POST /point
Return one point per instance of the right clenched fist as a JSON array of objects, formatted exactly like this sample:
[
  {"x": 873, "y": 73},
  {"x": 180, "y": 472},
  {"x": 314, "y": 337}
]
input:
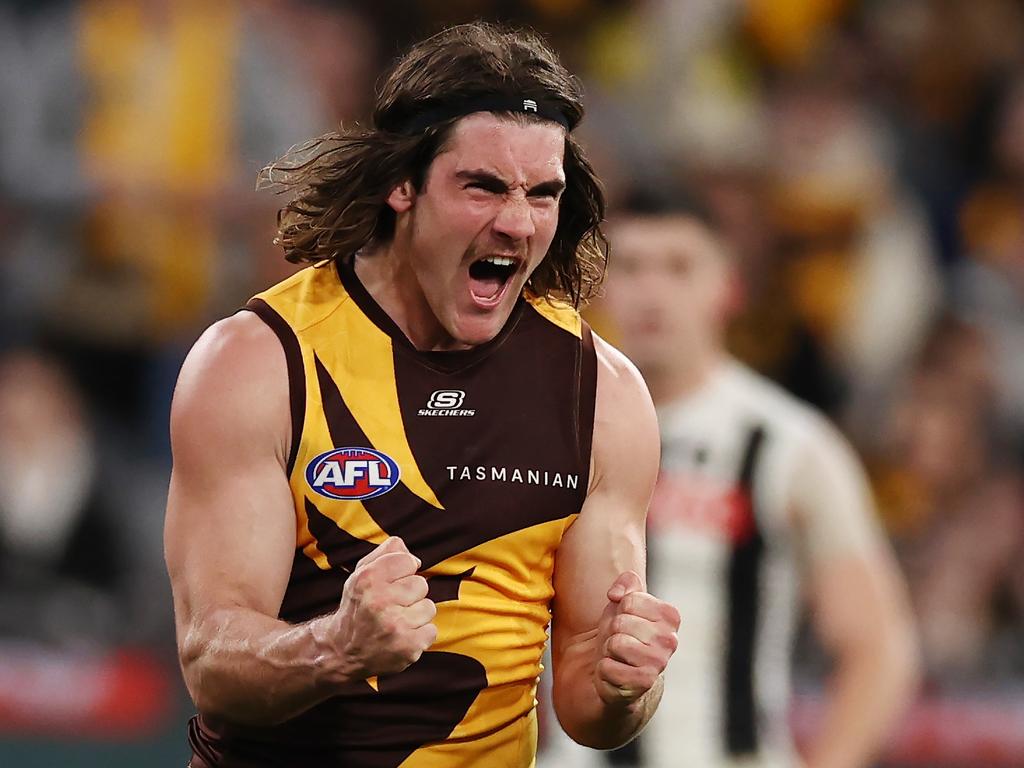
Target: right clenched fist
[{"x": 383, "y": 624}]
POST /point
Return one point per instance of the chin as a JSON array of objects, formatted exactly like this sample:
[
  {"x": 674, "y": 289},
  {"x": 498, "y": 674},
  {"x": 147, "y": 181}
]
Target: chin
[{"x": 478, "y": 331}]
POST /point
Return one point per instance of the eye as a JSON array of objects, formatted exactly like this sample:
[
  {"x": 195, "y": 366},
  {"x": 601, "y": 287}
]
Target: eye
[{"x": 491, "y": 187}]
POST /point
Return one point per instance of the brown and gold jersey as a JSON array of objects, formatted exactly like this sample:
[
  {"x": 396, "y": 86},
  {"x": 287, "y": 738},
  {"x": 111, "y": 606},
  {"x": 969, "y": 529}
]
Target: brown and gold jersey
[{"x": 479, "y": 461}]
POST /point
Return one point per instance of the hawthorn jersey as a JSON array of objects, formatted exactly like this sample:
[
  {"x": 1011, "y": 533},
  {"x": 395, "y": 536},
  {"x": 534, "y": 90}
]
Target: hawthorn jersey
[
  {"x": 479, "y": 460},
  {"x": 756, "y": 489}
]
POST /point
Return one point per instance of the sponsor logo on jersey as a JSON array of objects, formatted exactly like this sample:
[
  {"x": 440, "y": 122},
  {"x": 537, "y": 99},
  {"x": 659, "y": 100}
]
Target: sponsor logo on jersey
[
  {"x": 352, "y": 473},
  {"x": 446, "y": 402},
  {"x": 514, "y": 474},
  {"x": 700, "y": 505}
]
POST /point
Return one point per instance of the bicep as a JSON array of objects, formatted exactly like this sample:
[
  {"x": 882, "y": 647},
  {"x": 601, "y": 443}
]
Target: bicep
[
  {"x": 229, "y": 530},
  {"x": 608, "y": 537}
]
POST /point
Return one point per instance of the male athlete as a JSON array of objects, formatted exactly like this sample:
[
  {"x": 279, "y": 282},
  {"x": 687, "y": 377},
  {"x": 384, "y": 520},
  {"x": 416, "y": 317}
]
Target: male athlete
[
  {"x": 760, "y": 502},
  {"x": 400, "y": 463}
]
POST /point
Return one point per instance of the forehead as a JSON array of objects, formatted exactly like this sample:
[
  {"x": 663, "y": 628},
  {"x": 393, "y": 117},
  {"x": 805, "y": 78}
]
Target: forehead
[
  {"x": 664, "y": 237},
  {"x": 519, "y": 151}
]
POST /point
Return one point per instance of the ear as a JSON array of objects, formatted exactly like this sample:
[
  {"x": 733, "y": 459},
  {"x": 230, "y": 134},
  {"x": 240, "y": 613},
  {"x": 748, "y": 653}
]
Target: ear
[{"x": 401, "y": 198}]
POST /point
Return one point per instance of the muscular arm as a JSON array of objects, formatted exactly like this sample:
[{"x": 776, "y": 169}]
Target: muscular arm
[
  {"x": 859, "y": 609},
  {"x": 229, "y": 542},
  {"x": 610, "y": 640}
]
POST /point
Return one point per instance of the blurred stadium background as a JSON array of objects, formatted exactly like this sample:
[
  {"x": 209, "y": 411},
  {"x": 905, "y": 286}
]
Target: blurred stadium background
[{"x": 865, "y": 157}]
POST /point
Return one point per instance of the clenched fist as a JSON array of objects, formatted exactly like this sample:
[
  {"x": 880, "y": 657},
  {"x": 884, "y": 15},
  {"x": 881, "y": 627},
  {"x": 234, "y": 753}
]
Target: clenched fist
[
  {"x": 383, "y": 624},
  {"x": 636, "y": 638}
]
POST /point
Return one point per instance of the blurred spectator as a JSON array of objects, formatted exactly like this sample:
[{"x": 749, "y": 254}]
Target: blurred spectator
[
  {"x": 955, "y": 503},
  {"x": 64, "y": 564}
]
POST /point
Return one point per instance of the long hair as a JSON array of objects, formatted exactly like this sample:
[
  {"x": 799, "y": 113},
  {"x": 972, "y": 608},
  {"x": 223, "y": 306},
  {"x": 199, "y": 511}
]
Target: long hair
[{"x": 340, "y": 181}]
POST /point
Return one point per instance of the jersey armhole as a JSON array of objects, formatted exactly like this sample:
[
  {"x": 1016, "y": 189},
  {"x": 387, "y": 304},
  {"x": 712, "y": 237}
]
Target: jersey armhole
[
  {"x": 296, "y": 371},
  {"x": 586, "y": 400}
]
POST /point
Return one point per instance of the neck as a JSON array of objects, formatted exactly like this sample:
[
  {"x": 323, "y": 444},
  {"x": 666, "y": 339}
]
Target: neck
[
  {"x": 669, "y": 384},
  {"x": 388, "y": 279}
]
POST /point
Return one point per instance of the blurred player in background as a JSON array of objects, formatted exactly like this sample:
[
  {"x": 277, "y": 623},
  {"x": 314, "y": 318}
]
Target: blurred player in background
[
  {"x": 760, "y": 503},
  {"x": 393, "y": 469}
]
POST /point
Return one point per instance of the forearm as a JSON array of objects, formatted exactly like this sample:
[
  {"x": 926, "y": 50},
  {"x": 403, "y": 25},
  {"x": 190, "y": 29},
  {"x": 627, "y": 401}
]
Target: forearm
[
  {"x": 249, "y": 668},
  {"x": 869, "y": 688},
  {"x": 586, "y": 717}
]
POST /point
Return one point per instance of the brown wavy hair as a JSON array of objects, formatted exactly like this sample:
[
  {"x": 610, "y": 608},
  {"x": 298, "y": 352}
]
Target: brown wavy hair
[{"x": 340, "y": 181}]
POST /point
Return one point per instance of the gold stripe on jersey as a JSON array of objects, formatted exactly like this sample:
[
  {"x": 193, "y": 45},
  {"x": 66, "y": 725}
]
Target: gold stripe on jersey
[
  {"x": 307, "y": 300},
  {"x": 558, "y": 312}
]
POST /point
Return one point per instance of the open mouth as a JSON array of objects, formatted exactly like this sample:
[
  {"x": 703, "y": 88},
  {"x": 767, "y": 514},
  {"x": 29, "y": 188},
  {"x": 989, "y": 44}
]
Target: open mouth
[{"x": 488, "y": 278}]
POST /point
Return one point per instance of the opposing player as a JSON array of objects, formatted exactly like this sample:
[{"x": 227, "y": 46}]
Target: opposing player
[
  {"x": 760, "y": 502},
  {"x": 393, "y": 468}
]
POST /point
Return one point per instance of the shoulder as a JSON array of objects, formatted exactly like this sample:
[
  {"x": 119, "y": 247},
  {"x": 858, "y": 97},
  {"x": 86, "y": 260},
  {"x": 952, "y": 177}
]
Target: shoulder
[{"x": 626, "y": 436}]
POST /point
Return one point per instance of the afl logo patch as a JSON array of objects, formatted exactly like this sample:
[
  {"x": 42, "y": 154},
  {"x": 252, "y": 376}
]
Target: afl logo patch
[{"x": 352, "y": 473}]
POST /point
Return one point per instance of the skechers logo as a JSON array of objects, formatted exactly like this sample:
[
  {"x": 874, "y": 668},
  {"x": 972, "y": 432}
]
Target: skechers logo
[
  {"x": 352, "y": 473},
  {"x": 446, "y": 402}
]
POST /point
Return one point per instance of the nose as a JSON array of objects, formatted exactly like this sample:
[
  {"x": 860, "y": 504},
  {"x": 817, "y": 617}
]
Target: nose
[{"x": 514, "y": 219}]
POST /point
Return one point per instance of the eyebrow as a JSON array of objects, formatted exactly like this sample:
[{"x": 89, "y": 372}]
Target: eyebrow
[{"x": 495, "y": 183}]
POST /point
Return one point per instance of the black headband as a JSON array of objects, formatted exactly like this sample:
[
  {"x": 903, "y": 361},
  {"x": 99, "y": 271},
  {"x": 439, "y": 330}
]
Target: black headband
[{"x": 492, "y": 102}]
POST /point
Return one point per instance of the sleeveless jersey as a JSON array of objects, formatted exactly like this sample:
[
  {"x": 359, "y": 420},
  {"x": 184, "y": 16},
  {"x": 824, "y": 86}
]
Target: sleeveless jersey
[
  {"x": 739, "y": 457},
  {"x": 479, "y": 460}
]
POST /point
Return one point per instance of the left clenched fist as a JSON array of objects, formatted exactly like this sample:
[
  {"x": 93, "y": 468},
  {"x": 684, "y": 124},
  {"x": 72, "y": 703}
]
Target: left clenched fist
[{"x": 636, "y": 638}]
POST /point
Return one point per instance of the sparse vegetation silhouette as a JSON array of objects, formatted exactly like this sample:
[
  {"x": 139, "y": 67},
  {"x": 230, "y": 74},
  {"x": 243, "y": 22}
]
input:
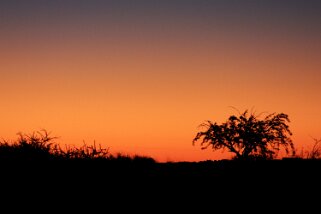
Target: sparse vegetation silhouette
[
  {"x": 249, "y": 137},
  {"x": 41, "y": 146}
]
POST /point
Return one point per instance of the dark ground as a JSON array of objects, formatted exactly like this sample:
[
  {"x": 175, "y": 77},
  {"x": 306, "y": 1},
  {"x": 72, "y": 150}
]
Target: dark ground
[{"x": 163, "y": 187}]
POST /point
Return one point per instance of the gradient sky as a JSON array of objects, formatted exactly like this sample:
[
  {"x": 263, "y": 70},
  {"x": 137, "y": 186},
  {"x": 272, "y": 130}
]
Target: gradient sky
[{"x": 140, "y": 76}]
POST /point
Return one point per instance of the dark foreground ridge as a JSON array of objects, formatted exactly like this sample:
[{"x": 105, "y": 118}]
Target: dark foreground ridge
[{"x": 289, "y": 168}]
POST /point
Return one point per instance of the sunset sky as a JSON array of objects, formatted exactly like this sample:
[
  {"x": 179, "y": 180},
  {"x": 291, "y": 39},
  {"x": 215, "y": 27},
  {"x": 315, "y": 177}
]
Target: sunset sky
[{"x": 140, "y": 76}]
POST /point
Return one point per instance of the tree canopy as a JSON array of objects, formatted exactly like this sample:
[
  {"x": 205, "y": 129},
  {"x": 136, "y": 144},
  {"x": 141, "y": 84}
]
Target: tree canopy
[{"x": 249, "y": 137}]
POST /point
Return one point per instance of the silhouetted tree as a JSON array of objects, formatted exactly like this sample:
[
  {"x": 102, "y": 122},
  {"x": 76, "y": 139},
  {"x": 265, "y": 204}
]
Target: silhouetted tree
[{"x": 249, "y": 137}]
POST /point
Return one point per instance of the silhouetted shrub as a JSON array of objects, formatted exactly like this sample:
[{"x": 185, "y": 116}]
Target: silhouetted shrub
[{"x": 249, "y": 137}]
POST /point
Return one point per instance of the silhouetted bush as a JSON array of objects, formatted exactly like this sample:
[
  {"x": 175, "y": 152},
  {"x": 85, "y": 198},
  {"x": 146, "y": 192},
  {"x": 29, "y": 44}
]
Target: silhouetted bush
[
  {"x": 249, "y": 137},
  {"x": 41, "y": 146}
]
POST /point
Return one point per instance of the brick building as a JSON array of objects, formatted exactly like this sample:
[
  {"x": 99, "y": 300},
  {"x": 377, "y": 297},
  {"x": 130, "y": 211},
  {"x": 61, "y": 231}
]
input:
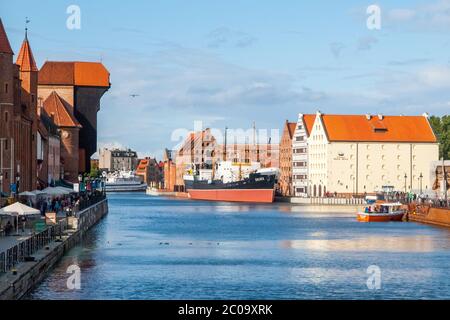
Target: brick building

****************

上のデータから「stadium」という文字列を含む行をすべて抜き出し、一行ずつ書き写してください。大文字と小文字は区別します。

> [課題の解答]
Return one point per instance of the blurred stadium background as a JSON array of objects, formatted exactly like this sample:
Target: blurred stadium background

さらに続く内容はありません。